**INSTRUCTIONS FOR THE TASK:** The entries are to be output word for word, with the pictures omitted.

(Referring expression data)
━━━
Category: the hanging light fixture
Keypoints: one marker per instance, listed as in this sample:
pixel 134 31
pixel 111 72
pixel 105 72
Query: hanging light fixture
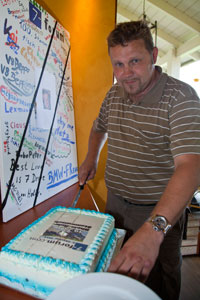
━━━
**YOUR SOLUTION:**
Category: the hanging light fixture
Keypoints: one marker per instance, listed as in this sample:
pixel 134 31
pixel 111 72
pixel 105 72
Query: hanging light fixture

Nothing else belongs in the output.